● **What you need to do**: Can you duplicate the data below, from the line with "For the benchmark, point out every instance of the man's ear" up to and including the line with "point(554, 143)", keeping every character unchanged?

● **Available records**:
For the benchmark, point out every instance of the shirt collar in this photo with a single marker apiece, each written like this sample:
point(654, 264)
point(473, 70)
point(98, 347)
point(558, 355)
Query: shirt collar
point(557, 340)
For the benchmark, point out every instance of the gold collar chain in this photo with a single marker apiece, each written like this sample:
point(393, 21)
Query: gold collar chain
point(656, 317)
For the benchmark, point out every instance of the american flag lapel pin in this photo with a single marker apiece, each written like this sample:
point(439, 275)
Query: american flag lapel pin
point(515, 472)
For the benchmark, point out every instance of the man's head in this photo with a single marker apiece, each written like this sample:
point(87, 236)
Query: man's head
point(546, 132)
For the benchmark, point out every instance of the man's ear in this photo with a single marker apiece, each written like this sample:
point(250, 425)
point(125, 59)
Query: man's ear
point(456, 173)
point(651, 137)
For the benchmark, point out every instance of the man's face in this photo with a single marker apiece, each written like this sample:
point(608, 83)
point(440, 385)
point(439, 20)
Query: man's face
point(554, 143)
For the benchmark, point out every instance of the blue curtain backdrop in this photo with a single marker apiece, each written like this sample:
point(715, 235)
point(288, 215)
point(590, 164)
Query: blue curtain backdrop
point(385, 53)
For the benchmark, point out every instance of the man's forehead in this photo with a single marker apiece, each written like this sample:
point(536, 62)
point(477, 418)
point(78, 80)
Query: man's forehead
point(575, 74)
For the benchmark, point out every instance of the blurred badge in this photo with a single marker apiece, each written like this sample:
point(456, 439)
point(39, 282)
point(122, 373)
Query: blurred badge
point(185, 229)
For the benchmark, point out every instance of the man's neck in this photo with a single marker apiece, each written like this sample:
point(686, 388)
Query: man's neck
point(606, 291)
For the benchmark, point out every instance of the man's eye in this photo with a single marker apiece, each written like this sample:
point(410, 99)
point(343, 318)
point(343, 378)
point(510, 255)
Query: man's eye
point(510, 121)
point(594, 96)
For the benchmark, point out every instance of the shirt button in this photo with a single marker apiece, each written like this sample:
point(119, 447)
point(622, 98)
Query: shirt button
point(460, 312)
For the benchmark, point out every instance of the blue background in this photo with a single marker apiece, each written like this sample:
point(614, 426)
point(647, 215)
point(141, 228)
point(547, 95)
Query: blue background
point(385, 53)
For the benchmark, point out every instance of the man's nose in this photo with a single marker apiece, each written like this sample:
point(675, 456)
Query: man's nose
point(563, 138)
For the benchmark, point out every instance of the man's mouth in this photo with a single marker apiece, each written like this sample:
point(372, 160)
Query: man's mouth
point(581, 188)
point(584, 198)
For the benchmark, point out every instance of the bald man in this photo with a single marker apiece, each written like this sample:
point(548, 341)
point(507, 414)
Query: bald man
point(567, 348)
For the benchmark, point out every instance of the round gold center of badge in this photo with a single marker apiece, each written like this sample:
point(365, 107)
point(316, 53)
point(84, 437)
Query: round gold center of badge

--

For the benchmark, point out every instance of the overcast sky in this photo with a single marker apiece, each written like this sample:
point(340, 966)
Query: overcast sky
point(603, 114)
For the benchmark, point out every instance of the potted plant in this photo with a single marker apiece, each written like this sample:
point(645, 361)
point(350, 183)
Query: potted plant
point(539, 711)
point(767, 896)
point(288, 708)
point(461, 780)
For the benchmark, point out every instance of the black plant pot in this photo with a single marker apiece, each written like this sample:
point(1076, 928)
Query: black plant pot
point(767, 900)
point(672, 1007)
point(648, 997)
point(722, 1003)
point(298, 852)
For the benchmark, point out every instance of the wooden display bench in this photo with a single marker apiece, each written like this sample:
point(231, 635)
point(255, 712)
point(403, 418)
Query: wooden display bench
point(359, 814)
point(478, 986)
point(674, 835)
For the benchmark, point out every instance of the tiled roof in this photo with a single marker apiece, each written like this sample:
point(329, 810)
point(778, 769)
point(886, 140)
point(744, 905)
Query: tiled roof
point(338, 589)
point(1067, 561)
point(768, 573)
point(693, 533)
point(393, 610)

● **Task response**:
For the benchmark, point out every instance of the man's ear in this photo with a single marker apiece, each written like this sample:
point(250, 425)
point(125, 59)
Query: man's ear
point(456, 173)
point(651, 137)
For the benchmark, point out every instance of the man's face in this photo with a single marker apiece, each written like this sample:
point(608, 83)
point(440, 385)
point(439, 20)
Query: man's face
point(554, 143)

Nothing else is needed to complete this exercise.